Location annotation dataset excerpts:
+ + + +
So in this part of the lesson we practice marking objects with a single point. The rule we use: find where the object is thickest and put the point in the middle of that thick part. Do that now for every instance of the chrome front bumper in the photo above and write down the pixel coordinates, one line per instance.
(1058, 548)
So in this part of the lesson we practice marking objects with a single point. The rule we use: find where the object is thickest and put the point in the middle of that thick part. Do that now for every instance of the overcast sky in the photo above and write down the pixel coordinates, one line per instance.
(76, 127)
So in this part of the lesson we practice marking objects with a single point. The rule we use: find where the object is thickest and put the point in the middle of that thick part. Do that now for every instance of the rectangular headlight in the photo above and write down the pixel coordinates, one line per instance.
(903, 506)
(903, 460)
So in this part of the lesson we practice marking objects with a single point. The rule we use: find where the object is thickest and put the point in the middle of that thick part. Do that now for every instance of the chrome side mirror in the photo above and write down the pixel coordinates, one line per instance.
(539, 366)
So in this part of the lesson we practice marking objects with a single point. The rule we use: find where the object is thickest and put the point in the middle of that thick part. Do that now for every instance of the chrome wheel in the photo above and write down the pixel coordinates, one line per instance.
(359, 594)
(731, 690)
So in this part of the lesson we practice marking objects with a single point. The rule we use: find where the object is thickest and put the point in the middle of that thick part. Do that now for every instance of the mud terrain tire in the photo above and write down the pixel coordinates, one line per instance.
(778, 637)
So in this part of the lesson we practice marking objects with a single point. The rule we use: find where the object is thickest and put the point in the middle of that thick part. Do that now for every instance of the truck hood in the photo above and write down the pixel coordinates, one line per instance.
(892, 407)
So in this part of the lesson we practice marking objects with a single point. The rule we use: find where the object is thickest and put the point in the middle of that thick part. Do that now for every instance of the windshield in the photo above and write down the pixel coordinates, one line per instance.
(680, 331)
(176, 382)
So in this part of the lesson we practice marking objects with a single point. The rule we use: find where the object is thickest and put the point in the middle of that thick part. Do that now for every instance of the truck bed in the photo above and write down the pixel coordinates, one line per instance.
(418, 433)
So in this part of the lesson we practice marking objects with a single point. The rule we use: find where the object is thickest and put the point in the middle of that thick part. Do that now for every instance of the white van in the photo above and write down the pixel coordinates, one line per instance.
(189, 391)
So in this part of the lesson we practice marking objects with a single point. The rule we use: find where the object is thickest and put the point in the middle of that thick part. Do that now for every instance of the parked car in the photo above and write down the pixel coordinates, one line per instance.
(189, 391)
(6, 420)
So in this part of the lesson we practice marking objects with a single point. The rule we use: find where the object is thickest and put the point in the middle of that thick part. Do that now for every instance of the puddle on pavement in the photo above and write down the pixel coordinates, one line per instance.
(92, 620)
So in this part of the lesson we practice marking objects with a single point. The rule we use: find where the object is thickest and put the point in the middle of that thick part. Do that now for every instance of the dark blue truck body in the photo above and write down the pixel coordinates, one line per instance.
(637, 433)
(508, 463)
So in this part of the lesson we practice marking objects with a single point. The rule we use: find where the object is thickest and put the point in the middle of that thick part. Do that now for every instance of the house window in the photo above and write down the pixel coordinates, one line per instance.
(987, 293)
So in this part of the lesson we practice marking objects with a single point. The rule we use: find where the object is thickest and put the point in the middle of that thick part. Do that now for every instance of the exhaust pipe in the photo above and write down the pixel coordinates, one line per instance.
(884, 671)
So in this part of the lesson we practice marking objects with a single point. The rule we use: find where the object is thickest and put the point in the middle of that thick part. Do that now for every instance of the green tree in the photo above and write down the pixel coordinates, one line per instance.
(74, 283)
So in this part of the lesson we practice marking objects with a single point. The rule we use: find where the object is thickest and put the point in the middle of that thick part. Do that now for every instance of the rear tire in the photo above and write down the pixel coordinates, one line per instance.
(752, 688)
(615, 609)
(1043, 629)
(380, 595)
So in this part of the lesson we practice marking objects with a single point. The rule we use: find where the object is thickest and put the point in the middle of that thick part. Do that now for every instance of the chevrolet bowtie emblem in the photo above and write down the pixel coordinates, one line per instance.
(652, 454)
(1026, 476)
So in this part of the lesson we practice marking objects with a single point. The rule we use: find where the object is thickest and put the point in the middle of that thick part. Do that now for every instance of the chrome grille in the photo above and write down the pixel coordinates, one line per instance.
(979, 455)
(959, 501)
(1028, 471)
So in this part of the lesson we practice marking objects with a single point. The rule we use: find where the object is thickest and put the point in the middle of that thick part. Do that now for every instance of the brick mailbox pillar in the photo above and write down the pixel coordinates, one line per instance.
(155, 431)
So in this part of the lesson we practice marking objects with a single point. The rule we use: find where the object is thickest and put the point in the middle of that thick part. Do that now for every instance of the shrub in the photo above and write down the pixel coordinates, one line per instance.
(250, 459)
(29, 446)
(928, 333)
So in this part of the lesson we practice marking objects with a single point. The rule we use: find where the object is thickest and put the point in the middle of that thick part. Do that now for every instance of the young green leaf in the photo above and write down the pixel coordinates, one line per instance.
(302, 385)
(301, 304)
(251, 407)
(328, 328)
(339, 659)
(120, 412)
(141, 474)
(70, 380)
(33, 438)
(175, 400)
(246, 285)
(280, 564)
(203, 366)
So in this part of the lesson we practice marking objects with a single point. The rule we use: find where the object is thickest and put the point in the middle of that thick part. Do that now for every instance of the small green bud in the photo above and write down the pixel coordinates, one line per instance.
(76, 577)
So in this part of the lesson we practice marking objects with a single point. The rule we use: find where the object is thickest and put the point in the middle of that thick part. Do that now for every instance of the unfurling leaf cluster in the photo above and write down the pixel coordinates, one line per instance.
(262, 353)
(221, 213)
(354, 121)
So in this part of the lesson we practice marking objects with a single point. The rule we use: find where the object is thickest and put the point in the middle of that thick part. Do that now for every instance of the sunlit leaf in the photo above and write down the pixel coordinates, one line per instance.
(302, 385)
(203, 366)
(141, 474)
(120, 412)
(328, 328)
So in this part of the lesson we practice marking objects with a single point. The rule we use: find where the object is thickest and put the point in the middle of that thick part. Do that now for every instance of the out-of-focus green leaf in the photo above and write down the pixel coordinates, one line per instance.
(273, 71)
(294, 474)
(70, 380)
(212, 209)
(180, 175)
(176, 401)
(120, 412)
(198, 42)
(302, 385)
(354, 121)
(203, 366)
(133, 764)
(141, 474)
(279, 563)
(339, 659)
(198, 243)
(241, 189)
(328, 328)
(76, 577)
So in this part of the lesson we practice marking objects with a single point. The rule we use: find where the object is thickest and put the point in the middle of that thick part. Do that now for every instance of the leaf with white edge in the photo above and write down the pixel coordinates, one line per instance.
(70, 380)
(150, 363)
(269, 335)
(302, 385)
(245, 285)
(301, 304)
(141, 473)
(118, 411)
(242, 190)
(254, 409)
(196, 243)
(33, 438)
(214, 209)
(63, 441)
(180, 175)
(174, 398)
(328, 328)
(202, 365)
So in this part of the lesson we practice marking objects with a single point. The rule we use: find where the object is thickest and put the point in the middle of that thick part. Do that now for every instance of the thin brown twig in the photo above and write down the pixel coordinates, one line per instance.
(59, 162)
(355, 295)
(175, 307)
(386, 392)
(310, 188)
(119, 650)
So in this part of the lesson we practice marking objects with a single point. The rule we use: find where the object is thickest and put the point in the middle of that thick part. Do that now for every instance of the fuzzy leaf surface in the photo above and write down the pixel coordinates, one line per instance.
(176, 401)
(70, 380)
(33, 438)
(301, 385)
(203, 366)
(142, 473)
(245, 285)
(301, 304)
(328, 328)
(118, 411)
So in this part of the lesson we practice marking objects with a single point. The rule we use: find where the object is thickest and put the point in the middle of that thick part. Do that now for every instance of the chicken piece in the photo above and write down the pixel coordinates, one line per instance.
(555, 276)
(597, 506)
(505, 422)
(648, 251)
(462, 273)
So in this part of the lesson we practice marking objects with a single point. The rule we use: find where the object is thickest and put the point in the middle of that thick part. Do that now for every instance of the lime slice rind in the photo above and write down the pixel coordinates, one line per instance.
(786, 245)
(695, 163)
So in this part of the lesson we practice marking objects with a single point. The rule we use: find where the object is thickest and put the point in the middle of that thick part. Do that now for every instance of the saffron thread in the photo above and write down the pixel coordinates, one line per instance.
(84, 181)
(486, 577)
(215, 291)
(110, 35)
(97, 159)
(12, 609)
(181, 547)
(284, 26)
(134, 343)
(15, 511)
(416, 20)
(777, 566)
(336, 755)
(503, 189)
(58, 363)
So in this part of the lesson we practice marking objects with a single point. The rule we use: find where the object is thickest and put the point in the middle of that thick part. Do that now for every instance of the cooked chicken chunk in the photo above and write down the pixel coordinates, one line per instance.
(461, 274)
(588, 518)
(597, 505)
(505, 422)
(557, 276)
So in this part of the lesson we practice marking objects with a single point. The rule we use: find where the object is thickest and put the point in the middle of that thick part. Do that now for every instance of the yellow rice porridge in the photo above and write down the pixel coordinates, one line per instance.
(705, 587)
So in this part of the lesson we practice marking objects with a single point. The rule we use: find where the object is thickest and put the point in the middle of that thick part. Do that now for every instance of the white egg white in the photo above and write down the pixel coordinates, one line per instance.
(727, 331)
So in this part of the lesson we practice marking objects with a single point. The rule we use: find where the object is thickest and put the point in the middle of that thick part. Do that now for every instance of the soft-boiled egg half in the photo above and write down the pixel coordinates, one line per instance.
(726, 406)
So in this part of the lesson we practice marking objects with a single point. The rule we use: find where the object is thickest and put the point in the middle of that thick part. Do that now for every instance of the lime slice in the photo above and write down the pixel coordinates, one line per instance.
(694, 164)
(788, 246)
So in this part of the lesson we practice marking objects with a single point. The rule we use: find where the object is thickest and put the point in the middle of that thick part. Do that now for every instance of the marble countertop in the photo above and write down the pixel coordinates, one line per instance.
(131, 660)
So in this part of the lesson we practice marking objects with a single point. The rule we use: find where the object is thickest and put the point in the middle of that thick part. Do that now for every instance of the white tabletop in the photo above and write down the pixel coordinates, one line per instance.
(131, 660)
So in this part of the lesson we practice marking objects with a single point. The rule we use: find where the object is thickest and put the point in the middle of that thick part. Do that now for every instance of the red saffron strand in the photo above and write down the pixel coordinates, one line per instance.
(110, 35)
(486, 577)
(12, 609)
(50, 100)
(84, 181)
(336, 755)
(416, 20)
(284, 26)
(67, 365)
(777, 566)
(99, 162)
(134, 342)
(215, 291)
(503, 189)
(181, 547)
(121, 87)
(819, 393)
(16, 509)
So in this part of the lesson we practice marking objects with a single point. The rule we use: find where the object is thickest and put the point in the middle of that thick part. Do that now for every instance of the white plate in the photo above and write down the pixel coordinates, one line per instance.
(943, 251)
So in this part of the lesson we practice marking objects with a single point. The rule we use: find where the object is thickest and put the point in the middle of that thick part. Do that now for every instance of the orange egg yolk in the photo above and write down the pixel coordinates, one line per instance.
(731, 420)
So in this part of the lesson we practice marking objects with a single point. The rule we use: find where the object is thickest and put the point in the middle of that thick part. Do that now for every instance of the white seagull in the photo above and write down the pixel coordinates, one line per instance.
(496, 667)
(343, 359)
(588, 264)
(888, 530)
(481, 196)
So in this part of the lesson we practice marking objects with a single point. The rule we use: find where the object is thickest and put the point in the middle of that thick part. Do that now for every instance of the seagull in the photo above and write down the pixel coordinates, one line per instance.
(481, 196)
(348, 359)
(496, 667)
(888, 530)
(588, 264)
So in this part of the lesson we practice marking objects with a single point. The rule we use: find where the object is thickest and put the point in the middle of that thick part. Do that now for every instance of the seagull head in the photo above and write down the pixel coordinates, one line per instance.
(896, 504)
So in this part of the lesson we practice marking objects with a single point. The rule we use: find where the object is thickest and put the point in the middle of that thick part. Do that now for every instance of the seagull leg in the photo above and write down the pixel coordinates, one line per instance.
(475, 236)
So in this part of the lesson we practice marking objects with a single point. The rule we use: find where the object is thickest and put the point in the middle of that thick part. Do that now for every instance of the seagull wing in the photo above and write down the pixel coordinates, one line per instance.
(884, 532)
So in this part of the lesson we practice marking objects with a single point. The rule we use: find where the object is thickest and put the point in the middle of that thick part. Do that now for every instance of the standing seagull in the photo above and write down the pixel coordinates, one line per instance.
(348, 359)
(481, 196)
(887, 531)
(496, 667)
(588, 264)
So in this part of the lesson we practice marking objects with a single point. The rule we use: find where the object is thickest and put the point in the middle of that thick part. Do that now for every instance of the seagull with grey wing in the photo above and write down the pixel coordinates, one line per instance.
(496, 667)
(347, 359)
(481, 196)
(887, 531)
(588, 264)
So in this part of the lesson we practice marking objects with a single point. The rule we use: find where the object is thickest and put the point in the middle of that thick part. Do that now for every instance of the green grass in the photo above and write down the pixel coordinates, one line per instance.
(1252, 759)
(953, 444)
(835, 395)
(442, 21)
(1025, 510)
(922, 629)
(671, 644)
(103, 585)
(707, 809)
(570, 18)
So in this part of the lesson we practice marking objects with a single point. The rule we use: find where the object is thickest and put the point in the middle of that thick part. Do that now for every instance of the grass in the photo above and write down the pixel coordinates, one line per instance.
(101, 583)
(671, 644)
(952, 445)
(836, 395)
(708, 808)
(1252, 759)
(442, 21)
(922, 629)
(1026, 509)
+ + + +
## [WHAT THIS TASK INVOLVES]
In the records above, locate the line that contains "the seagull with". Repeat it and every line after it, exactly, and nothing else.

## [THE RESULT]
So in this part of the lesson we practice marking objects with a single point. The rule we use: find where the object is thickest and put the point in the middle of that thick part. Do that now for every instance of the seagull with grey wing in the photo above and write down the pixel coordinates, one line per instance.
(496, 667)
(347, 359)
(481, 196)
(887, 531)
(588, 264)
So in this part of the lesson we practice marking objects with a single point. The rule we use: find where the object is thickest and put the point in the middle of that thick part. Do that now for every instance of the green grass in the photo above and write down the pixel coordinates, one line per instance.
(1252, 759)
(953, 444)
(835, 395)
(442, 21)
(1025, 510)
(922, 629)
(671, 644)
(103, 585)
(707, 809)
(570, 18)
So in this part of the lesson we practice marking objects with a single point. The rule we use: find where the object is thickest and put the point in the middle of that thick part. Do that now for every instance of the grass in the photo above and write down the pixel coordinates, one line per instance.
(101, 583)
(671, 644)
(952, 445)
(836, 395)
(708, 808)
(1252, 759)
(442, 21)
(922, 629)
(1026, 509)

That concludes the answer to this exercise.